[Reading passage — start]
Motion sickness is a very common problem and can be troublesome for people who travel a lot and disruptive for those trying to enjoy a well-deserved vacation. Common symptoms of motion sickness are nausea, sweating, vomiting, dizziness, headache, increased salivation and fatigue. The symptoms usually disappear after the motion stops. You certainly can take medications to help relieve these symptoms. But if you’d like to try overcoming motion sickness for good, here are some techniques.



Peppermint can help a lot when battling a bout of motion sickness. The menthol present in peppermint calms the stomach muscles to ease nausea and lessen motion sickness.

Remedy 1: Keep a peppermint candy in your mouth and suck on it slowly. This simple tip will work very well even if queasy feelings have begun.

Remedy 2: Drinking a strong cup of peppermint tea before traveling is very effective against motion sickness. Just add one tablespoon of dried peppermint leaves to a cup of boiling water. Steep it for half an hour, strain it, add one teaspoon of honey and your tea is ready.


Crackers are easily digestible snacks that are excellent for settling the stomach. Salty or savoury, not sweet crackers, can be used to prevent motion sickness.
[Reading passage — finish]
[Given information — start]
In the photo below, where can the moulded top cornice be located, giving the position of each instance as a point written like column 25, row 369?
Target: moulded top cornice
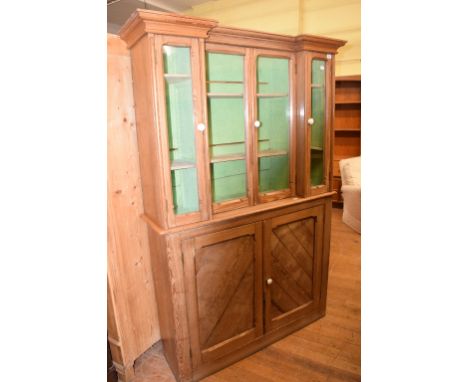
[Given information — finish]
[Given information — start]
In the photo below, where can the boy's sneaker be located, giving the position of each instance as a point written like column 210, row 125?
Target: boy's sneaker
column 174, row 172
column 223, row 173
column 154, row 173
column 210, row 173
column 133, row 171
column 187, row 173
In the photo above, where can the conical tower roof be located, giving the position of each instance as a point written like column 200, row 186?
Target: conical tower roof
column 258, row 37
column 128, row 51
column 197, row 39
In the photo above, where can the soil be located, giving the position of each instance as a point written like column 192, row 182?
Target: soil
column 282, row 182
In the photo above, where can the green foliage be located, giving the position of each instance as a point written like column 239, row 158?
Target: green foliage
[Given information — finish]
[Given information — start]
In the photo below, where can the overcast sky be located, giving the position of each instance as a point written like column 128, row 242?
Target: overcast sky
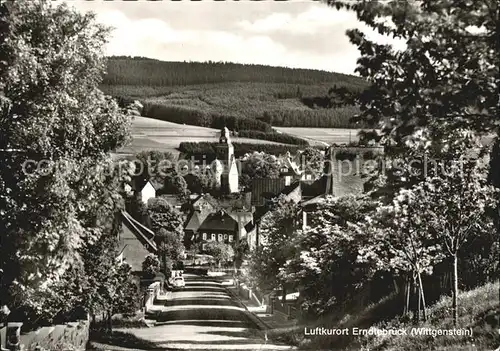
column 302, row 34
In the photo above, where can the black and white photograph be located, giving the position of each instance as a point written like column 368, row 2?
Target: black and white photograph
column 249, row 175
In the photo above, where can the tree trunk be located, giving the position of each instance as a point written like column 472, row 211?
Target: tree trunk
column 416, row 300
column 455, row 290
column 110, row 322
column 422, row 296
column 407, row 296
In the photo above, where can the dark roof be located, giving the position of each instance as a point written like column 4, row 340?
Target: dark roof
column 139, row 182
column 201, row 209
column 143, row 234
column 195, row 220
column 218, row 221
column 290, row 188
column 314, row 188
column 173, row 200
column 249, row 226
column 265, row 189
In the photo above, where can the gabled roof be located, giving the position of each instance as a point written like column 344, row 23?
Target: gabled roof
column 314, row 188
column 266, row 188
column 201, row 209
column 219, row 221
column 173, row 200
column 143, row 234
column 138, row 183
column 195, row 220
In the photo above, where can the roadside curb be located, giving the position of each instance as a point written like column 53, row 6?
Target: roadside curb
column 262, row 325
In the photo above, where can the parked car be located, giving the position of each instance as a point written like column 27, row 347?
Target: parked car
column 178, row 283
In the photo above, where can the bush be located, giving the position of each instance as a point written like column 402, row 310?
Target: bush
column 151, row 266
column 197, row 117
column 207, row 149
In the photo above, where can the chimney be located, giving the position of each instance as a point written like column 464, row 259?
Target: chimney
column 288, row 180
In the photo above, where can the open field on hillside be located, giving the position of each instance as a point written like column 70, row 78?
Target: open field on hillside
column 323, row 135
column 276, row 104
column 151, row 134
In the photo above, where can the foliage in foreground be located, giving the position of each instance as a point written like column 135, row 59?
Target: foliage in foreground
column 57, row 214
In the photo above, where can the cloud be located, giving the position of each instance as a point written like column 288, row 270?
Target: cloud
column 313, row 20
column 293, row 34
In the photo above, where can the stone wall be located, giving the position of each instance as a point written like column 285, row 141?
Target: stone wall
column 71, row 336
[Given information — finish]
◆ **Exercise**: Write out the passage on motion sickness remedies word for word between "Motion sickness is" and "feelings have begun.", inclusive. None of the material is needed for what comes next.

◆ **Task response**:
Motion sickness is a very common problem and can be troublesome for people who travel a lot and disruptive for those trying to enjoy a well-deserved vacation. Common symptoms of motion sickness are nausea, sweating, vomiting, dizziness, headache, increased salivation and fatigue. The symptoms usually disappear after the motion stops. You certainly can take medications to help relieve these symptoms. But if you’d like to try overcoming motion sickness for good, here are some techniques.



Peppermint can help a lot when battling a bout of motion sickness. The menthol present in peppermint calms the stomach muscles to ease nausea and lessen motion sickness.

Remedy 1: Keep a peppermint candy in your mouth and suck on it slowly. This simple tip will work very well even if queasy feelings have begun.